Short problem A:
Answer these questions about the data-oriented design overview:
(i) In which three kinds of projects does the mindset improve performance, readability, and extensibility?
(ii) What does the core performance win come from aligning data layout with?
(iii) What simple system does the text give as an example that is dramatically accelerated?
[Start of Text passage]
Overview

1 Understanding data-oriented design

Game development demands fast, responsive experiences under strict performance budgets and shifting requirements. Data-Oriented Design (DOD) addresses these realities by taking a data-first approach: organize data to suit how modern CPUs actually run code, separate data from logic, and treat features as transformations of explicit inputs into outputs. This mindset consistently improves performance, readability, and extensibility across AAA, indie, and mobile projects, turning “premature optimization” into naturally efficient code rather than late-stage fixes.

The core performance win comes from aligning data layout with CPU caches. Instead of scattering fields across object graphs, DOD pursues data locality so hot data sits contiguously in memory and arrives in cache-line-sized chunks, maximizing cache hits and minimizing stalls to main memory. Patterns like processing arrays of positions, directions, and velocities in tight loops let cache prediction do its job, dramatically accelerating simple systems such as moving thousands of enemies per frame. By focusing on where data lives, not just what code does, DOD transforms memory access from a bottleneck into a strength.
[End of Text passage]
[Start of Records supplied]
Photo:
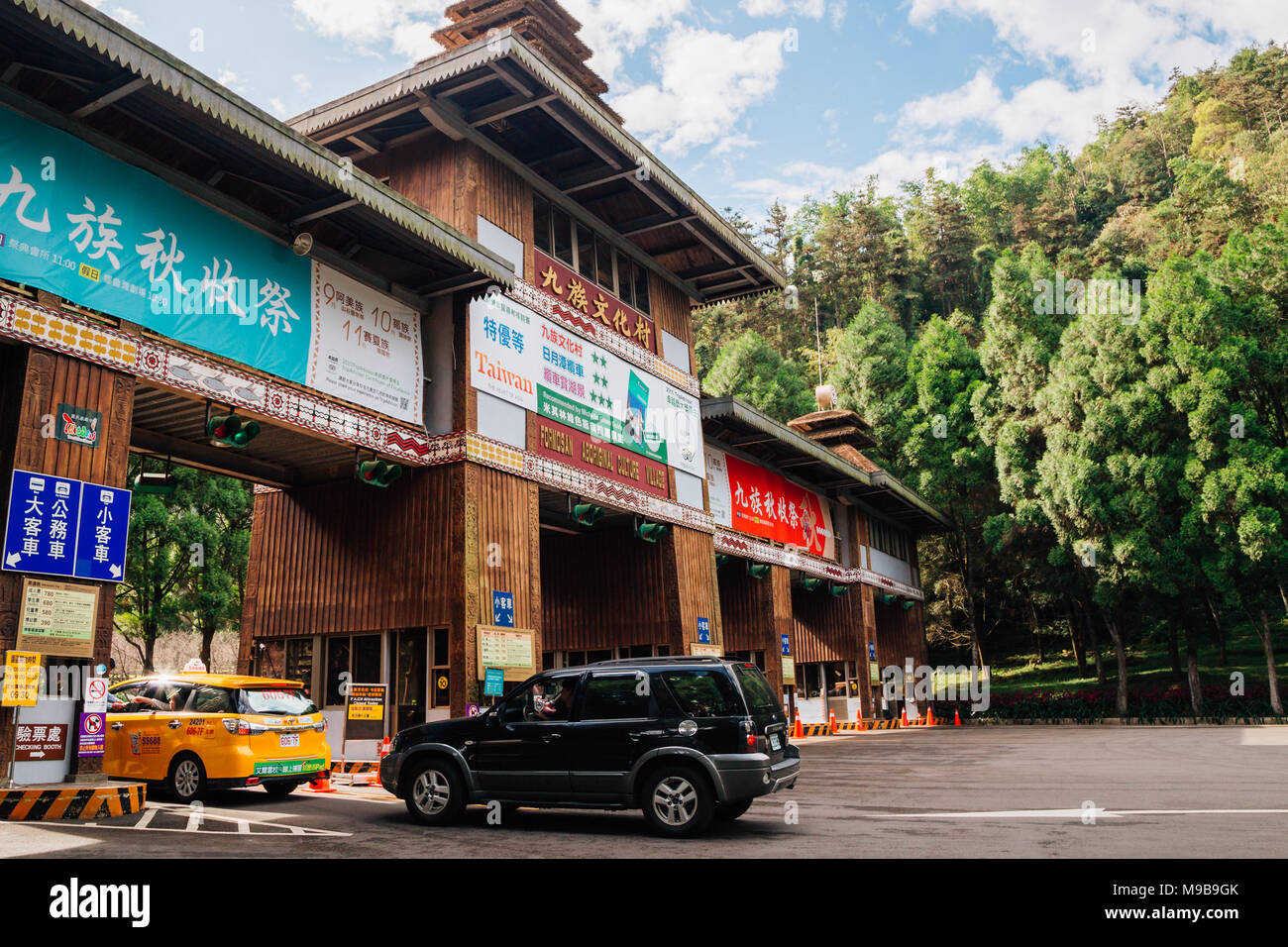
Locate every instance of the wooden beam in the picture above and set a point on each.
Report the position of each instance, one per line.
(656, 222)
(320, 209)
(110, 93)
(505, 108)
(207, 458)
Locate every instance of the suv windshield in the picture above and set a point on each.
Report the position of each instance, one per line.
(704, 693)
(760, 696)
(294, 702)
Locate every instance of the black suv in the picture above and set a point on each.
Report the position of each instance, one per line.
(684, 738)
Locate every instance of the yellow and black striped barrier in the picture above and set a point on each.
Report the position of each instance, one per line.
(71, 802)
(356, 767)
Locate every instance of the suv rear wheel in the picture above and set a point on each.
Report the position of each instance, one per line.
(678, 800)
(436, 795)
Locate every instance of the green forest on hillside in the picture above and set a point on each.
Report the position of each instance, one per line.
(1115, 454)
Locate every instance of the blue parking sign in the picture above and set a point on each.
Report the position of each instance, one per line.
(502, 608)
(103, 531)
(40, 531)
(56, 526)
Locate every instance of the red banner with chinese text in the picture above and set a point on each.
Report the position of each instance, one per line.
(581, 294)
(771, 506)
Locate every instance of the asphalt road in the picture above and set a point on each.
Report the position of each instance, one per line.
(1003, 791)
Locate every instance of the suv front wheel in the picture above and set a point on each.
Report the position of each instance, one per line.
(678, 800)
(436, 795)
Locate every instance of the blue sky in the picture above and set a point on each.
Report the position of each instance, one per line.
(748, 111)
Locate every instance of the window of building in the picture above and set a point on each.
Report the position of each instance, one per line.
(587, 254)
(590, 254)
(441, 673)
(351, 659)
(562, 236)
(541, 224)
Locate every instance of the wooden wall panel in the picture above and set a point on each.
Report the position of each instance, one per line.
(825, 628)
(692, 589)
(33, 385)
(346, 557)
(601, 589)
(901, 634)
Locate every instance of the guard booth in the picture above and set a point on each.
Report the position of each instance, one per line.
(180, 277)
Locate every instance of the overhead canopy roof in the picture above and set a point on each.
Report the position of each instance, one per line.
(502, 94)
(85, 73)
(737, 424)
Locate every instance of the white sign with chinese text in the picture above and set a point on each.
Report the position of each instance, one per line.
(366, 347)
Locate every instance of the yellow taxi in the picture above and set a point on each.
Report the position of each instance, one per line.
(194, 732)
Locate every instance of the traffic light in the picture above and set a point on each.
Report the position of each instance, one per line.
(231, 431)
(585, 513)
(651, 532)
(377, 474)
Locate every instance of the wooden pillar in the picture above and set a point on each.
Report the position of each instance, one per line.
(33, 384)
(691, 587)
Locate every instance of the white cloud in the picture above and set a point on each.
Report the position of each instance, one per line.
(814, 9)
(706, 81)
(373, 26)
(614, 29)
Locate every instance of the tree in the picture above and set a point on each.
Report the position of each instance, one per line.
(185, 560)
(748, 368)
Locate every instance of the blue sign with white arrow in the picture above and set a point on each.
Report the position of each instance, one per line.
(56, 526)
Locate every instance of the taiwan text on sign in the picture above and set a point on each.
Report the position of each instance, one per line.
(21, 680)
(502, 608)
(38, 742)
(58, 617)
(520, 357)
(93, 735)
(62, 527)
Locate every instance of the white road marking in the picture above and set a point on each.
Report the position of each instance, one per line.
(1074, 813)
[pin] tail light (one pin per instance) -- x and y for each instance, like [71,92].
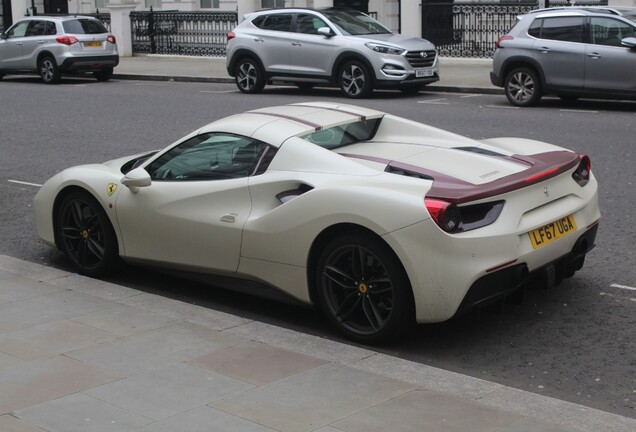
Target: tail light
[582,173]
[454,219]
[501,39]
[66,40]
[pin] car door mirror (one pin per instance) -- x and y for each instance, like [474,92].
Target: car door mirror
[136,179]
[629,42]
[325,31]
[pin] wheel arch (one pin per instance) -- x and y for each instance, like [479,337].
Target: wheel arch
[240,55]
[331,232]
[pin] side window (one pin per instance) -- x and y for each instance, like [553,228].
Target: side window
[567,29]
[210,156]
[19,30]
[608,31]
[277,22]
[309,24]
[36,28]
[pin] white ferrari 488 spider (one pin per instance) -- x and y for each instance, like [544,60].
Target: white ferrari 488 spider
[End of Records supplied]
Short problem B:
Pull out the rows word for word, everything from the line containing "[pin] wheel arch" down to the last line of the rows.

Correct response A:
(i) AAA, indie, and mobile projects
(ii) CPU caches
(iii) Moving thousands of enemies per frame

Correct response B:
[pin] wheel arch (one pin per instance) -- x and y for each instance, like [479,337].
Target: wheel arch
[240,55]
[331,232]
[pin] side window (one pin per instance) -- x and y for each instance, like [553,228].
Target: side window
[567,29]
[210,156]
[19,30]
[608,31]
[277,22]
[309,24]
[36,28]
[pin] white ferrari 488 spider (one pin per instance) -- x and y for each instance, like [544,60].
Target: white ferrari 488 spider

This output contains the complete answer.